Gestellte Aufgabe a
Gib jede Zeile der nachfolgenden Datensätze zurück, in der die Zeichenfolge „with“ vorkommt.

Textauszug
________________

In der Kanzlei einen hochkriminellen Mandanten, zuhause eine unzufriedene Ehefrau, Karriere wie Ehe in der Sackgasse – für den Anwalt Björn Diemel läuft es im Krimi „Achtsam morden“ nicht gerade rund. Ob ihm Achtsamkeit aus der Klemme helfen kann?

Lokales: Hans Jörg Wangner (hwe)

Stuttgart - Da macht man als Jurastudent ein gutes, nein, ein hervorragendes Examen, eins mit Prädikat, landet in einer großen Kanzlei mit fettem Dienstwagen und noch fetterem Jahressalär – und steckt dennoch schwer in der Klemme. Beruflich und auch privat. Denn Björn Diemel, der Held in Karsten Dusses Krimi „Achtsam morden“ steht von beiden Seiten unter Beschuss.

 

Psychopathischer Mobster

Die drei Inhaber einer Nobelkanzlei haben den Jungjuristen einst teuer eingekauft, damit er einen sogenannten „Bäh“-Mandanten vertritt: Den psychopathischen Mobster Dragan, der viel Geld, aber kein bisschen Renommee bringt. Das ist der Grund, weshalb Diemel immer noch bloß angestellter Anwalt ist. Andere Advokaten, die erst später in die Kanzlei eingestiegen sind, ziehen an ihm vorbei und werden Partner.

Doch nicht nur den Kanzlei-Weißrücken ist das Mandat ein Dorn im Auge. Auch Diemels Frau hat die Nase voll von berufsmäßiger Schwerkriminalität und einem Ehemann, der nie für sie und die gemeinsame kleine Tochter da ist. Sie stellt ihrem Mann ein Ultimatum: entweder er lässt sich von einem Experten in Achtsamkeit schulen, oder es ist aus zwischen den beiden.

________________

Übungsmaterial

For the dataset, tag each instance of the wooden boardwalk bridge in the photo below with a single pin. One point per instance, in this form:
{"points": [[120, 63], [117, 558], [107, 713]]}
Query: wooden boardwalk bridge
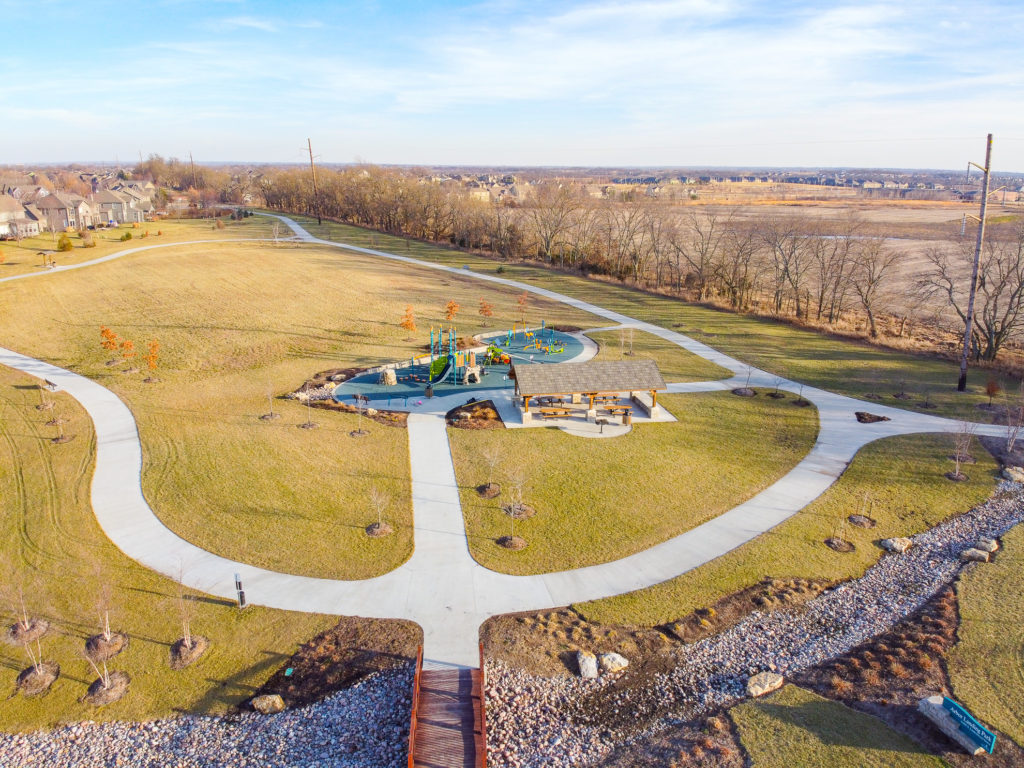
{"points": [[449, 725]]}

________________

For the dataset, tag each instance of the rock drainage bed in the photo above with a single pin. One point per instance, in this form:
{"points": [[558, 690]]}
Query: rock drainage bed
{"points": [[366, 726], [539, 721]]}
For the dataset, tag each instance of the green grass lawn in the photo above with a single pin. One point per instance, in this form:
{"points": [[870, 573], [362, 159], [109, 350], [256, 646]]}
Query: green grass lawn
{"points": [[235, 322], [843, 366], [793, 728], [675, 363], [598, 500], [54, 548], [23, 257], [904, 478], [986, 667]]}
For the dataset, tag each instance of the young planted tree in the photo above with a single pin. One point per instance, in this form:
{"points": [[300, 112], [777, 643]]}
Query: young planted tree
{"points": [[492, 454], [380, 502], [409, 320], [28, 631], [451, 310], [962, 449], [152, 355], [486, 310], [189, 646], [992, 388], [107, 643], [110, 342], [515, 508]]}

________________

Gestellte Aufgabe b
Führe den Text über den Krimi „Achtsam morden“ im Anschluss an seinen letzten Satz weiter.

Ergebnis a
For the dataset, tag each instance of the wooden boardwalk bridge in the photo below with a single pin. One point per instance, in this form:
For the dataset, tag each instance of the rock drainage bed in the photo above with a single pin. One point per instance, in this form:
For the dataset, tag each instance of the green grass lawn in the photo above with a single pin. One point per instance, in this form:
For the dataset, tag each instance of the young planted tree in the photo above with a single pin. One point per instance, in this form:

Ergebnis b
Gefangen in den Gewohnheiten

Widerwillig und schon gleich beim ersten Mal verspätet geht Diemel zu dem Berater. Kleine Kostprobe gefällig? „…habe ich in den drei Minuten von Ihnen erfahren, dass Sie Verabredungen nicht als verbindlich ansehen, dass Sie Ihre Prioritäten ausschließlich von außen setzen lassen, dass Sie Schweigen nicht aushalten und dass Sie komplett in Ihren Gewohnheiten gefangen sind. Wie fühlen Sie sich?‘ Wow. Der Typ hatte recht. ,Wenn Sie aus genau diesen Gründen jetzt auch keinen Sex mit mir haben wollen, dann fühle ich mich exakt wie zu Hause!‘, platzte ich heraus.“

Mit diesem Ton geht es über mehr als 400 Seiten. Und die Achtsamkeit, die Diemel bei seinem neuen Freund gelernt hat, zeitigt ungeahnte Früchte. Zum Beispiel die, dass er Dragan, der nach einem Mord von der Polizei gesucht wird, zwar im Kofferraum seines Autos versteckt, den schwarzen Wagen beim anschließenden Vater-Tochter-Wochenende aber ganz achtsam – in der prallen Sonne stehen lässt: „Die Ironie des Schicksals wollte es, dass Dragan aufgrund meines achtsamen Entspannungstages an einem Burnout verstarb.“

Saukomisch und manchmal ein bisschen brutal

Je nun. „Glück wird nicht verliehen. Die Quelle des Glücks ist in uns selbst.“ Und dieses Glück schmiedet der Anwalt nun Stück für Stück selbst. Denn natürlich hatte sein Dragan eine Bande. Und diese Bande hat eine Konkurrenzbande. Und dann ist da auch noch die Polizei, die sich für den Verbleib des Verbrechers interessiert. Nicht zuletzt, weil ein Finger mit seinem Ring aufgetaucht ist.

So muss Diemel wieder ran und wieder und wieder, immer auf größte Achtsamkeit bedacht. Das ist spannend, saukomisch, manchmal ein bisschen brutal. Aber immer lehrreich. Denn Karsten Dusse, von Haus aus selber Rechtsanwalt und Fernsehautor, gelingt so nebenbei das Kunststück, seine Leser auch in die Achtsamkeit einzuführen. Sie müssen ihre Widersacher ja nicht gleich im Audi A8 niedertemperaturgaren.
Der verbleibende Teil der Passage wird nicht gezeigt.